**** INPUT FOR THIS TASK ****

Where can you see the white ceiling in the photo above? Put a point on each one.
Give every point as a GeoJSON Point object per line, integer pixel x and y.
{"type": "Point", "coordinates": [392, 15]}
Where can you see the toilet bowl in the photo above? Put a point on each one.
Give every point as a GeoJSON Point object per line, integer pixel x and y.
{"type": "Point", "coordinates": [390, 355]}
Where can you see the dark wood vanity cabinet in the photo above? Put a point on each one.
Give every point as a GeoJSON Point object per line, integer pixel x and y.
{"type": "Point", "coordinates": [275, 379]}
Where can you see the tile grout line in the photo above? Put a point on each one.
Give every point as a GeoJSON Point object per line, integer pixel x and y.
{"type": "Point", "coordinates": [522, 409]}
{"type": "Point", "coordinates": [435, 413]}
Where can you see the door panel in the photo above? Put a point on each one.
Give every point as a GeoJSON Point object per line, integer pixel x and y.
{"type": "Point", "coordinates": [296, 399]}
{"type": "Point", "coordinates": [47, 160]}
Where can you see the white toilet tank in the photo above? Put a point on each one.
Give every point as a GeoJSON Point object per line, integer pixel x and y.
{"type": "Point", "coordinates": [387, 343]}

****

# WHAT YOU NEED TO DO:
Rewrite the entries from the line containing "Where can you see the white toilet" through the last entry, inclusive, switching "tank" to "seat" and leaving everything else as it is.

# RESULT:
Where can you see the white toilet seat in the photo above? Put a point on each one.
Give every point as a GeoJSON Point object per line, integer pixel x and y.
{"type": "Point", "coordinates": [387, 343]}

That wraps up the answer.